◆ Task 1
Return each line of the records below that contains the string "belt".

Exercise 3: Logical Operations

  1. Create a logical vector called attendance with values TRUE, FALSE, TRUE, TRUE, FALSE.
  2. Count how many students attended (i.e., how many TRUE values there are).
  3. Find out if all students attended by using the all() function.

Solution:

# Step 1: Create the attendance vector
attendance <- c(TRUE, FALSE, TRUE, TRUE, FALSE)

# Step 2: Count how many students attended
count_attendance <- sum(attendance)
count_attendance
[1] 3
# Step 3: Check if all students attended
all_attended <- all(attendance)
all_attended
[1] FALSE

Exercise 4: Calculating Averages

  1. Using the scores vector from earlier, calculate the average score of the students.
  2. Determine how many students scored above 80 using the sum() function.

Solution:

# Step 1: Calculate the average score
average_score <- mean(scores)
average_score
[1] 86.2
# Step 2: Count how many students scored above 80
students_above_80 <- sum(scores > 80)

[Object location annotation data]
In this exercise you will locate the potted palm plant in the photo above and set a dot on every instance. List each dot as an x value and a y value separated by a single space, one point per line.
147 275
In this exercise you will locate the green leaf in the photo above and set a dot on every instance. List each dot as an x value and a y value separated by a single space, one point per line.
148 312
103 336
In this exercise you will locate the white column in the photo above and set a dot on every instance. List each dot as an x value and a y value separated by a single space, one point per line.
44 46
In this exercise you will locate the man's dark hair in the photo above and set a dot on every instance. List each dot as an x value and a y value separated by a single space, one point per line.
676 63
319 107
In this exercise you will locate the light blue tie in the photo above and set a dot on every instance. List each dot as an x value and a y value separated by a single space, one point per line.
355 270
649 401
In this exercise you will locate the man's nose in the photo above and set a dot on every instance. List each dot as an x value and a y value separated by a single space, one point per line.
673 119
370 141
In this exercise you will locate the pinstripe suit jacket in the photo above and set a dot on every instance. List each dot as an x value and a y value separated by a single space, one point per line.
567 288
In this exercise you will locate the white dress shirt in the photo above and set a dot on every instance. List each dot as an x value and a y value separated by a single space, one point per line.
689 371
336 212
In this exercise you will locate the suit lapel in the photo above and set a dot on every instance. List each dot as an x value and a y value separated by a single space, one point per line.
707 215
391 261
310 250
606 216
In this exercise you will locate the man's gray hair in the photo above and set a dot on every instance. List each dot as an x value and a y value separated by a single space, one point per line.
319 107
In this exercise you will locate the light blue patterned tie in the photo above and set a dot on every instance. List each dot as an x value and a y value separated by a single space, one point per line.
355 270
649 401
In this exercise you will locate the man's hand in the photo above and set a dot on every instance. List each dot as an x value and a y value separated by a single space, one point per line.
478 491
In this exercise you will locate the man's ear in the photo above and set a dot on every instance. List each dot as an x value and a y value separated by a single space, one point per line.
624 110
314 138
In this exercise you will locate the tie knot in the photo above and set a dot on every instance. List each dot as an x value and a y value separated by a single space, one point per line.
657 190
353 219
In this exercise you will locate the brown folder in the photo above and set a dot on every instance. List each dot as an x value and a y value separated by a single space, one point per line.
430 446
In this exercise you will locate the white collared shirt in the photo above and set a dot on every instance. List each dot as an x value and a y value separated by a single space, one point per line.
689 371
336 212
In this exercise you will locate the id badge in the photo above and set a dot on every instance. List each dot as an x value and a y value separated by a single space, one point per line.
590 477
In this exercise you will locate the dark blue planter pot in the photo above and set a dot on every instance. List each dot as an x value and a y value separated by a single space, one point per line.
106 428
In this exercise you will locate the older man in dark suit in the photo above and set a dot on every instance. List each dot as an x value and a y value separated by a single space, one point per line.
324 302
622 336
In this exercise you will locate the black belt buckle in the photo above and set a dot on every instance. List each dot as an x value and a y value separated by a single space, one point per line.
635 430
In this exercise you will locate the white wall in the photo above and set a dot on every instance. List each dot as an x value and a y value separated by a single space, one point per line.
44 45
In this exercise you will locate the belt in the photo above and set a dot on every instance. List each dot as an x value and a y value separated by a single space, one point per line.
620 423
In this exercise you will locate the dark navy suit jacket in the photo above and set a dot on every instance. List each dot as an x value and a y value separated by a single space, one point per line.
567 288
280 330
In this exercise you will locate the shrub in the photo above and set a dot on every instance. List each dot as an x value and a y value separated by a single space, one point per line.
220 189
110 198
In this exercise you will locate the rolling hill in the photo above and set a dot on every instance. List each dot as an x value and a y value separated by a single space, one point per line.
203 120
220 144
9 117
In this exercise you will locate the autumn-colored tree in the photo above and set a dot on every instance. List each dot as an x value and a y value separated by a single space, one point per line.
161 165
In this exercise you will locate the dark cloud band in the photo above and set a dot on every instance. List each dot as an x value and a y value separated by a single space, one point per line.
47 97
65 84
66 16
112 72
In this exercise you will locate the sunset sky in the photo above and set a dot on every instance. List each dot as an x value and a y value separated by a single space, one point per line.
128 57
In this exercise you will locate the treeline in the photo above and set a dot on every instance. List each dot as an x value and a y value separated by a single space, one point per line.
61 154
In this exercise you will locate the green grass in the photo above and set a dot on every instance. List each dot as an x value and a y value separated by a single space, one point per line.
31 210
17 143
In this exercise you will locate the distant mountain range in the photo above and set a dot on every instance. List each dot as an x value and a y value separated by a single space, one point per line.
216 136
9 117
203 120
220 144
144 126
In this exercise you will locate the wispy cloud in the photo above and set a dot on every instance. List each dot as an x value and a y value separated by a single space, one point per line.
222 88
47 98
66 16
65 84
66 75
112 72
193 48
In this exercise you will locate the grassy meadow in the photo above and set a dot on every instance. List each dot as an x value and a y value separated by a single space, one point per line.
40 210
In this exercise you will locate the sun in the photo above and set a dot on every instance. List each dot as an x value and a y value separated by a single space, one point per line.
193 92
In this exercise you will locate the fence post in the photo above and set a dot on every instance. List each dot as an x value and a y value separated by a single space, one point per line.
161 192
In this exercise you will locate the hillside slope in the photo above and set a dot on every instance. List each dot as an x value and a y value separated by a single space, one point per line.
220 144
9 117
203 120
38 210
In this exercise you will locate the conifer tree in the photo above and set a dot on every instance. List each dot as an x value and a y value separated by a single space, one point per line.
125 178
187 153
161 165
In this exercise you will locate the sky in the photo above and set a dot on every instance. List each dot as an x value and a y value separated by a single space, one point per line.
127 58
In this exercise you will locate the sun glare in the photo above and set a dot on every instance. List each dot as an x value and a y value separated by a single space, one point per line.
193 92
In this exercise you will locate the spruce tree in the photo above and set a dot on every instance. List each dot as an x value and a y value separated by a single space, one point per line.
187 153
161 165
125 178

◆ Task 2
Pick up the R exercise walkthrough on logical operations and averages where it stops, and continue it.

◆ Final answer 1
In this exercise you will locate the black belt buckle in the photo above and set a dot on every instance. List each dot as an x value and a y value separated by a single space, one point per line.
In this exercise you will locate the belt in the photo above and set a dot on every instance. List each dot as an x value and a y value separated by a single space, one point per line.

◆ Final answer 2
students_above_80
[1] 4

Exercise 5: Creating and Using Factors

  1. Create a factor variable grade_levels with the levels "Freshman", "Sophomore", "Junior", "Senior".
  2. Assign a grade level to each student in the students vector.
  3. Display the frequency of each grade level using the table() function.

Solution:

# Step 1: Create the grade_levels factor
grade_levels <- factor(c("Freshman", "Sophomore", "Junior", "Senior", "Freshman"),
                       levels = c("Freshman", "Sophomore", "Junior", "Senior"))

# Step 2: Assign grade levels to students
students_grade_levels <- data.frame(students, grade_levels)

# Step 3: Display the frequency of each grade level
grade_frequency <- table(students_grade_levels$grade_levels)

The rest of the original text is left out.